>> start PAGE

Ordinarily I’d save this for a Friday link, but it seemed sufficiently bloggable that I’m giving it its own post. Here’s econometrician (i.e. economics statistician) David Giles’ list of 10 things for econometricians to keep in mind when they analyze their data. I think it’s a really good list for ecology too.
- Always, but always, plot your data.
- Remember that data quality is at least as important as data quantity.
- Always ask yourself, “Do these results make economic/common sense”?
- Check whether your “statistically significant” results are also “numerically/economically significant”.
- Be sure that you know exactly what assumptions are used/needed to obtain the results relating to the properties of any estimator or test that you use.
- Just because someone else has used a particular approach to analyse a problem that looks like yours, that doesn’t mean they were right!
- “Test, test, test”! (David Hendry). But don’t forget that “pre-testing” raises some important issues of its own.
- Don’t assume that the computer code that someone gives to you is relevant for your application, or that it even produces correct results.
- Keep in mind that published results will represent only a fraction of the results that the author obtained, but is not publishing.
- Don’t forget that “peer-reviewed” does NOT mean “correct results”, or even “best practices were followed”.
Economist Mark Thoma adds a couple more:
Don’t take econometric techniques in search of questions. Instead, start with the important questions and then develop the econometrics needed to answer them.
Model the process that generates the data.
I’ll add a few more:
- If any of your data-analytic choices are data-dependent, there’s a very good chance you’re compromising the validity of your inferences. Best practice is to pre-specify everything. (This may be a restatement of Giles’ #7, but I’m not sure because I’m not sure what he means by “pre-testing”)

>> end PAGE
>> start ENTRIES

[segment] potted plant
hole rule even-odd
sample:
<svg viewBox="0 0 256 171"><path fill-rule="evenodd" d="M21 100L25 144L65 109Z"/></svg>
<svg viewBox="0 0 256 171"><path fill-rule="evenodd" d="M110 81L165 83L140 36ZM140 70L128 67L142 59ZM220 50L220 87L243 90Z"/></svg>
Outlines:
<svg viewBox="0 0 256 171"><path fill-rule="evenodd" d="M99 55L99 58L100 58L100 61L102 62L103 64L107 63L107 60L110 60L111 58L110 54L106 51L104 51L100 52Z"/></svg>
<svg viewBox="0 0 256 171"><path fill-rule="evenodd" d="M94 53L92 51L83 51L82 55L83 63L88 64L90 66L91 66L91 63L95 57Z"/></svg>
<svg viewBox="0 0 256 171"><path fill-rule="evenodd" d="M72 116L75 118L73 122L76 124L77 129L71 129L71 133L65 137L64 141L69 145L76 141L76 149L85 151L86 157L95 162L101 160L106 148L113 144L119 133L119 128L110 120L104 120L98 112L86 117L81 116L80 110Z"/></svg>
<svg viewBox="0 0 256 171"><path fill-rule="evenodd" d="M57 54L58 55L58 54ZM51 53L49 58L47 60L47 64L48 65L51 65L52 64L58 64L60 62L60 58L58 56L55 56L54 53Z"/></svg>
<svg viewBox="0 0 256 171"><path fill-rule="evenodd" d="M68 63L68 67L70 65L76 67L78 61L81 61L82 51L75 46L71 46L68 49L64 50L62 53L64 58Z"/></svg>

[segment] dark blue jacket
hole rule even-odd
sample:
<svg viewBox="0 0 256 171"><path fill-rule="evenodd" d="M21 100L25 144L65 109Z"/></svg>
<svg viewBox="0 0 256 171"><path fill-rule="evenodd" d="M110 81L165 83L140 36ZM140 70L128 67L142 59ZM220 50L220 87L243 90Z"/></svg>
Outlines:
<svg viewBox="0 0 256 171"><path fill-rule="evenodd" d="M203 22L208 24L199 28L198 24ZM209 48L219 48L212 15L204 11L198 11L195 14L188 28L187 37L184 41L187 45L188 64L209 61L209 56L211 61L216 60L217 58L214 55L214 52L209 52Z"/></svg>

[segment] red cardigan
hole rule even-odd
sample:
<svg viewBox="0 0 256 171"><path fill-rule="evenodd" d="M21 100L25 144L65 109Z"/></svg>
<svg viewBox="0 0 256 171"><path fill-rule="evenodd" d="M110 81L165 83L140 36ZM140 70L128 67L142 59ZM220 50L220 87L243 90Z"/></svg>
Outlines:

>> end ENTRIES

TASKS:
1. In the data-analysis post, shorten the paragraph beginning "Ordinarily I'd save this for a Friday link" while keeping its main facts.
2. Extend the data-analysis post past its final sentence.

SET OF ANSWERS:
1. This would normally go in a Friday link, but it merits its own post: econometrician David Giles' list of 10 things econometricians should keep in mind when analyzing data, which also works well for ecology.

2.
- Multiple comparisons are a real problem.
- The best analysis is the simplest, easiest-to-understand analysis adequate for addressing the question asked. (I think of this as Brian’s “no statistical machismo” rule)
- Overfitting is just as bad as underfitting.
- These guidelines can conflict. For instance, the desire to model all of the processes that generated the data is one source of statistical machismo. And it’s not always obvious how to apply these guidelines. For instance, in ecology one can often dream up a plausible-sounding post hoc explanation for any statistical result, thereby rendering David Giles’ guideline #3 useless. This means that doing statistics well is a matter of making judgment calls about how to apply the “rules”, and about what rules to break. Good judgment is built a foundation of both technical knowledge and experience.
So, what would you add to this list?
HT Economist’s View
With regard to #3, I would even say that in ecology we are certainly more excited with results that do not make common sense (they still have to somewhat make sense though). Usually, this also happens when results are expected to be trivial (by colleagues at least).
A few more for ecologists comes to mind:
1) I think you reference this above, but to put it more explicitly, make sure your data don’t violate statistical assumptions of the test your using! So many things get to the review stage and it turns out the data are non-independent, highly heteroskedastic, or non-normally distributed, etc.
2) When using R, don’t just use functions and packages at face value. Take the time to read the package notes and understand what the function does. A very common complaint I hear about R is that that aov() funx gives Type 1 error instead of Type 3 error. People are surprised when someone points it out to them for the first time. BUT, if they’d read the the notes of the aov function it flat out says that this isn’t the appropriate function to use on unbalanced data (precisely for that reason, because Type 1 and 3 are the same if the data is balanced). I think this goes along with blindly using code that other people give you. Take the time to understand each and every thing the code is doing!! Better a little pain up front than discovering that your entire analysis is wrong.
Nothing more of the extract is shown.